## The exercise:
Could you copy every one of the following items character for character, changing nothing?

## Input for this task:
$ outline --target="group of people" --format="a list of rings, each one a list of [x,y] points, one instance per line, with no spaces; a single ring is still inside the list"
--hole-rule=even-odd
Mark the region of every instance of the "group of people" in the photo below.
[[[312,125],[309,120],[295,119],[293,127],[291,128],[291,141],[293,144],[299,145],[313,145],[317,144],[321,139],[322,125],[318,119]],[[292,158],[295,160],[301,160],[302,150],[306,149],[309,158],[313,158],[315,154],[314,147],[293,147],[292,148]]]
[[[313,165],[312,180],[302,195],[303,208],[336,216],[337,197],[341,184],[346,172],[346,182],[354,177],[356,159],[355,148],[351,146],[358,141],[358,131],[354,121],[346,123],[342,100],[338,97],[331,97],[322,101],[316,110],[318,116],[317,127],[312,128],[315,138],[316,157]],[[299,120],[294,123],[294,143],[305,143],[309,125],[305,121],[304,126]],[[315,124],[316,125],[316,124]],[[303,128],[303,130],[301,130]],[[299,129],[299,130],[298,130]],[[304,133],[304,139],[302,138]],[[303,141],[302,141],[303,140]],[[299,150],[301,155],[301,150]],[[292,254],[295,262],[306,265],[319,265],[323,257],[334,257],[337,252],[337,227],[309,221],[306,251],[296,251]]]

## Response:
$ outline --target="group of people" --format="a list of rings, each one a list of [x,y] points, one instance per line, with no spaces; a single ring is still inside the list"
--hole-rule=even-odd
Mark the region of every instance of the "group of people" in the photo below.
[[[312,125],[309,120],[295,119],[293,127],[291,128],[291,141],[293,144],[299,145],[313,145],[317,144],[321,139],[322,125],[318,119]],[[292,158],[295,160],[301,160],[302,150],[306,149],[309,158],[313,158],[315,154],[314,147],[293,147],[292,148]]]
[[[313,165],[312,180],[302,195],[303,208],[336,216],[337,197],[341,184],[346,172],[346,182],[354,177],[356,159],[355,148],[351,146],[358,141],[358,131],[354,121],[346,123],[342,100],[338,97],[331,97],[322,101],[316,110],[318,116],[317,127],[312,128],[315,138],[316,157]],[[299,120],[294,123],[294,143],[305,143],[309,125],[305,121],[304,126]],[[315,124],[316,125],[316,124]],[[303,128],[303,130],[301,130]],[[299,129],[299,130],[298,130]],[[304,133],[304,139],[302,138]],[[303,141],[302,141],[303,140]],[[299,150],[301,155],[301,150]],[[292,254],[295,262],[306,265],[319,265],[323,257],[334,257],[337,252],[337,227],[309,221],[306,251],[296,251]]]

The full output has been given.